▶ **Entries from a point annotation set**:
::::::::::
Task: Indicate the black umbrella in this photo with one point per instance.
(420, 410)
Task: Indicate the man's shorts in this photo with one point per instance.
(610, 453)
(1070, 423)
::::::::::
▶ **Written exercise**:
Print all of the material above again with no changes.

▶ **Answer to this task**:
Task: Indicate the black umbrella in this photo with one point per instance.
(420, 410)
Task: Indicate the man's shorts in this photo with one point per instance.
(610, 453)
(1070, 423)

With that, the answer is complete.